**Your goal:**
Please copy out, word for word, only the lines of the material below that run from the line containing "locate the thin" through the line containing "top-left (120, 0), bottom-right (159, 88)", both included.

**Supplied material:**
● ● ● ●

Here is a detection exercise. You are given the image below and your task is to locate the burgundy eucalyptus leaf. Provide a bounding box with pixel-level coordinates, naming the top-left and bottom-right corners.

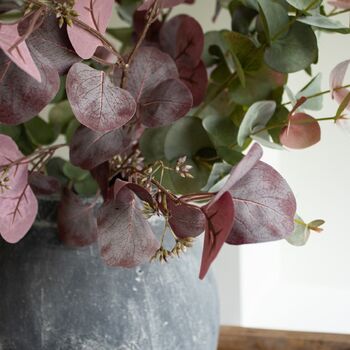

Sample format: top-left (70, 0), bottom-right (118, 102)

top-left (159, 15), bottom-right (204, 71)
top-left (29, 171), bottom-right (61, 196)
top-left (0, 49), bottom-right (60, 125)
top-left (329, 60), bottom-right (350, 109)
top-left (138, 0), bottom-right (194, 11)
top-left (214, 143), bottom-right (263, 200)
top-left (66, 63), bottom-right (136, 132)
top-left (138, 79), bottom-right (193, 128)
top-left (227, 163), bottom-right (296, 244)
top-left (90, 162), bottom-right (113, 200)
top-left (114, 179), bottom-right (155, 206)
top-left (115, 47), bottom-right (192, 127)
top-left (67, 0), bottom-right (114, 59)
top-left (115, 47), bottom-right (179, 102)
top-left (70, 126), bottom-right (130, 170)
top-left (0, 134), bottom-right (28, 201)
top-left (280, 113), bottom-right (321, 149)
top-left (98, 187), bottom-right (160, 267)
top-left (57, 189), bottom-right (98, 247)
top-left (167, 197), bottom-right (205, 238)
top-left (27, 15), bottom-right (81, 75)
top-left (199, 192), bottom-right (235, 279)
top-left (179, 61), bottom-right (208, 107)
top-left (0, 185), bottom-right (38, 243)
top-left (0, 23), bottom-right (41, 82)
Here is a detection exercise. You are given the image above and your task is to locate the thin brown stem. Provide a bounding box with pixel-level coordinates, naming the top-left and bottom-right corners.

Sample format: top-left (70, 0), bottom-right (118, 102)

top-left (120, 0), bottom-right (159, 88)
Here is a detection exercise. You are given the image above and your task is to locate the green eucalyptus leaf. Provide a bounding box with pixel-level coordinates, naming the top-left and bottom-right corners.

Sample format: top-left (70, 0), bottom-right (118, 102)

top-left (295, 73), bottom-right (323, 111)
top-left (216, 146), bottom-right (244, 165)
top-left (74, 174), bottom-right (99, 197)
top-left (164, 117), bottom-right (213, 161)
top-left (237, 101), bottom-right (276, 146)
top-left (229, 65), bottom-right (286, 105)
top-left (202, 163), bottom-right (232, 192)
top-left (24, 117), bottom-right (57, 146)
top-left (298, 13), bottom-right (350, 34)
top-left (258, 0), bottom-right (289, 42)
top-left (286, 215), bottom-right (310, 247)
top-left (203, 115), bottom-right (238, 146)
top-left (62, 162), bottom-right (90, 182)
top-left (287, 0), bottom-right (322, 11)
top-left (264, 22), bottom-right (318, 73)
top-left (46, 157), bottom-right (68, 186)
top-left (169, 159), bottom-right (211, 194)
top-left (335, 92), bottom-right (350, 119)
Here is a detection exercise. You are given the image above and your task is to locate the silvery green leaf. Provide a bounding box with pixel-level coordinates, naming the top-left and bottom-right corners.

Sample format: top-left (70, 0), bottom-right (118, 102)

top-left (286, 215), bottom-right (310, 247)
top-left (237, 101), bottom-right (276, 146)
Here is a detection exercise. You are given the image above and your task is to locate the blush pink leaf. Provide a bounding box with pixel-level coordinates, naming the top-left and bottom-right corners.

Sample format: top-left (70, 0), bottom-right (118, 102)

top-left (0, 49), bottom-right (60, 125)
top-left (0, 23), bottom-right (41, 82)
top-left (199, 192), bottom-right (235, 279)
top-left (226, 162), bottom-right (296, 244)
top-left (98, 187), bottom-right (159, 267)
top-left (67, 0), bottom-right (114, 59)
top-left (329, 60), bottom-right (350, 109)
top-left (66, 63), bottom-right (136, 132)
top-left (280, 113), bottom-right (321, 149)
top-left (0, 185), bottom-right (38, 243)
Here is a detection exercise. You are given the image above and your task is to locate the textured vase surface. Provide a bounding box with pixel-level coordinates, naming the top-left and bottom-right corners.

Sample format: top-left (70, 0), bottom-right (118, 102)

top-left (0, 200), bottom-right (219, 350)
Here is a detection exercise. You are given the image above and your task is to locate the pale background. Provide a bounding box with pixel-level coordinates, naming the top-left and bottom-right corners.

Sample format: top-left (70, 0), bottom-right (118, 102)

● ● ● ●

**Solution:**
Here is a detection exercise. You are given the image above and your task is to locate the thin brown stem. Provide a bounding box with pixel-level coordinates, naming the top-left and bottom-right corners.

Sample format: top-left (70, 0), bottom-right (118, 102)

top-left (120, 0), bottom-right (159, 88)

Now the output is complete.